Tulis ulang baris-baris daftar di bawah ini, mulai dari baris yang memuat "marking in the scene above?" sampai akhir daftar, dengan mengganti "wooden stake" menjadi "timber stake" dan membiarkan bagian lainnya tetap sama.

==================================================

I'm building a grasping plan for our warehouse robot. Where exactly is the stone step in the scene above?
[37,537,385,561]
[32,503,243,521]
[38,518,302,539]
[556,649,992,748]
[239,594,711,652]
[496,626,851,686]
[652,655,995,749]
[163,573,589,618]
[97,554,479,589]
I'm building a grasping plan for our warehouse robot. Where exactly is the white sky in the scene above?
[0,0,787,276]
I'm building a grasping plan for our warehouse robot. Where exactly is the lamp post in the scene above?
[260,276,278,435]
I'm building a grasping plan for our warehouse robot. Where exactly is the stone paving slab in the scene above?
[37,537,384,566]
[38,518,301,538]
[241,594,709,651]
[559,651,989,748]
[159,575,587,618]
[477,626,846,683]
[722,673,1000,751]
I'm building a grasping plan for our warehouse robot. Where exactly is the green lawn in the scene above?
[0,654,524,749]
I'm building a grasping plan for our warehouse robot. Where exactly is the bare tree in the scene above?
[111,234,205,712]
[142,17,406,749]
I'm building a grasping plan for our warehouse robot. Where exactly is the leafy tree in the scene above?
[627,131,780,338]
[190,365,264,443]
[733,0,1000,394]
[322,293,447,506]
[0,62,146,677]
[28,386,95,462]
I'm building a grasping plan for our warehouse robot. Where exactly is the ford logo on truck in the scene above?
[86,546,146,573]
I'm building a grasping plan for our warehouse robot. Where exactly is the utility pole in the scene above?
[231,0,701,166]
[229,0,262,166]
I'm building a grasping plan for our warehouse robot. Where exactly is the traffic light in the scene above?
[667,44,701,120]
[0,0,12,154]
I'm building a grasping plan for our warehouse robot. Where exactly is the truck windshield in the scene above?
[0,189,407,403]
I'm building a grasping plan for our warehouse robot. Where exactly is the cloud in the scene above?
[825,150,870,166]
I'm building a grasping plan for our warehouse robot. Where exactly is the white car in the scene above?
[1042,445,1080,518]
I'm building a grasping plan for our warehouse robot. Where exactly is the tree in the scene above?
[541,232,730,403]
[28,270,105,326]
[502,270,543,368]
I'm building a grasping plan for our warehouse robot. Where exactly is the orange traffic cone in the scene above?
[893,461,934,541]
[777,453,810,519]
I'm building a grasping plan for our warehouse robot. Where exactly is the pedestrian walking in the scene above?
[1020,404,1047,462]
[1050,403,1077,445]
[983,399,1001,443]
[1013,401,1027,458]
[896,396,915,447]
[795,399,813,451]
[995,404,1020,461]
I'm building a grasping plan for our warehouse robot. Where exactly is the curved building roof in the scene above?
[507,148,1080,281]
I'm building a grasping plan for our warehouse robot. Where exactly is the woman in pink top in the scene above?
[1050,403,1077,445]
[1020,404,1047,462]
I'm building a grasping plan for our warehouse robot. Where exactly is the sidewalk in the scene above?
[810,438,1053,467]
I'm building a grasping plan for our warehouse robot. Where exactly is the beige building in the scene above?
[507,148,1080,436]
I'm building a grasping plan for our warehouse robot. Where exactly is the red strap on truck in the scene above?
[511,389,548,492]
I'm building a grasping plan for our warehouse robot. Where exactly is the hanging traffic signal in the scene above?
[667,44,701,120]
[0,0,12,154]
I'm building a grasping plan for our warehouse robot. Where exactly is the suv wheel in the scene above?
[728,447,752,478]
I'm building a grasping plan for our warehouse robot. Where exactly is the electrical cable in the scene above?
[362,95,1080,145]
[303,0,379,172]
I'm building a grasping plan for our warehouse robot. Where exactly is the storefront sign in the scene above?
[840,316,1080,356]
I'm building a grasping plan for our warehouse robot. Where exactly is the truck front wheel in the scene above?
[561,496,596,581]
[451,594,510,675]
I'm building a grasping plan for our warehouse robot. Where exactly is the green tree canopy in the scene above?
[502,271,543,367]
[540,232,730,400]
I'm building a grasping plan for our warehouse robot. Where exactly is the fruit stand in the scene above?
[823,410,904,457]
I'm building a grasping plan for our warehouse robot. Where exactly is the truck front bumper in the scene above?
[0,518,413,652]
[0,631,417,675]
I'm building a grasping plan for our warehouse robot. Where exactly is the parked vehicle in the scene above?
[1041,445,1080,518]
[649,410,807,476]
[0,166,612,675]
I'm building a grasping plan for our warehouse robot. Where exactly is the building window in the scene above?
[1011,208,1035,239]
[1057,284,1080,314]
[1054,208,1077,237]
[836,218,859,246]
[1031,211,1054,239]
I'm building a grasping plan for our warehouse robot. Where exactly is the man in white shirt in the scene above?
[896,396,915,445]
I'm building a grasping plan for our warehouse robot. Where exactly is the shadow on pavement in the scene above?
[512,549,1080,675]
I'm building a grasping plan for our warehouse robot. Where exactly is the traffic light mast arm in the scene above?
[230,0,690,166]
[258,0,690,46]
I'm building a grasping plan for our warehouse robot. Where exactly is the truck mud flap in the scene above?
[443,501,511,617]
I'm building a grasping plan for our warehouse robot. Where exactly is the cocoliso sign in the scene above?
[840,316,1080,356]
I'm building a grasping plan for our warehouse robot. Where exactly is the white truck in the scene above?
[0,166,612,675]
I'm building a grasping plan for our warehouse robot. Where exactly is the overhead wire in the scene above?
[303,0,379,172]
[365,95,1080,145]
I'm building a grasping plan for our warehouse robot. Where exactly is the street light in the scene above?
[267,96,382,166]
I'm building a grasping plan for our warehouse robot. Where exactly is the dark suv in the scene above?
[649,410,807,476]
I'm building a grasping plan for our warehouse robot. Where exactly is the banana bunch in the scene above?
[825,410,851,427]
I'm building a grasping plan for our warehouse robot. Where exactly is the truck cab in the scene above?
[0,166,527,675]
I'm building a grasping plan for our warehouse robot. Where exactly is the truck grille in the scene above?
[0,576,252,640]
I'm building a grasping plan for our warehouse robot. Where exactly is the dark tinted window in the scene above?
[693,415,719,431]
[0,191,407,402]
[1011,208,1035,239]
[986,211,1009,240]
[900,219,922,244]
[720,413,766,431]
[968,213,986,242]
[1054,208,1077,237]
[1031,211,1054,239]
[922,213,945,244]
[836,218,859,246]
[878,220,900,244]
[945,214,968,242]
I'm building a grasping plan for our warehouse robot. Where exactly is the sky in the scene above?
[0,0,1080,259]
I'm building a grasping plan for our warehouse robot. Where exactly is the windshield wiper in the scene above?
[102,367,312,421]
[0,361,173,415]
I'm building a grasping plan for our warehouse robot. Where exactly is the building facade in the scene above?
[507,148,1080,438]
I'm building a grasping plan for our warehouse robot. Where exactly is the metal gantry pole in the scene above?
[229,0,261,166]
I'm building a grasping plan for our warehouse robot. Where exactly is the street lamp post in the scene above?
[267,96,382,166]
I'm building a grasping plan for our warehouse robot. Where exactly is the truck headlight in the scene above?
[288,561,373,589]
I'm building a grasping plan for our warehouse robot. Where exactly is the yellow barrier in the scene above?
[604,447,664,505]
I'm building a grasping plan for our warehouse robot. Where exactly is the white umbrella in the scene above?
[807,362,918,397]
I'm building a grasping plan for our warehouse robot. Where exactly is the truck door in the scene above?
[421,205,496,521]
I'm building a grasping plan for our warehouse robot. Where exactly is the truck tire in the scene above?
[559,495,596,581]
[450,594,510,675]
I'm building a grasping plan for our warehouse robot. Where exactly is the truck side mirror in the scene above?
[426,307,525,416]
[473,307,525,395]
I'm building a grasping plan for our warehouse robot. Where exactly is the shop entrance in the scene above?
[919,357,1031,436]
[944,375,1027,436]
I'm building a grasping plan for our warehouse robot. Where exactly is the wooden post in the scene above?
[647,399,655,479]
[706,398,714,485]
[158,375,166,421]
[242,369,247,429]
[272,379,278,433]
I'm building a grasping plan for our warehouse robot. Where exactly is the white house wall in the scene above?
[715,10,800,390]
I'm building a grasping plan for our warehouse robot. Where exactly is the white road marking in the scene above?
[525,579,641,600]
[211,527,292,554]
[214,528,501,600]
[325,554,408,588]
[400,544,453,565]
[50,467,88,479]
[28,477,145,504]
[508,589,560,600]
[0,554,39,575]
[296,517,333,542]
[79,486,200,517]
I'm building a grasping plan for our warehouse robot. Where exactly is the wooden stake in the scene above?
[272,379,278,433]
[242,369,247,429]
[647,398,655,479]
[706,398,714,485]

==================================================

:: PENYELESAIAN ::
I'm building a grasping plan for our warehouse robot. Where exactly is the white road marking in the scene above?
[525,579,641,600]
[211,527,292,554]
[214,528,501,600]
[325,554,408,588]
[400,544,453,565]
[50,467,88,479]
[28,477,145,504]
[508,589,560,600]
[0,554,39,575]
[296,517,333,542]
[79,486,200,517]
I'm building a grasping plan for our warehouse robot. Where exactly is the timber stake in the scene above?
[272,379,278,433]
[242,369,247,429]
[647,398,655,479]
[706,398,714,485]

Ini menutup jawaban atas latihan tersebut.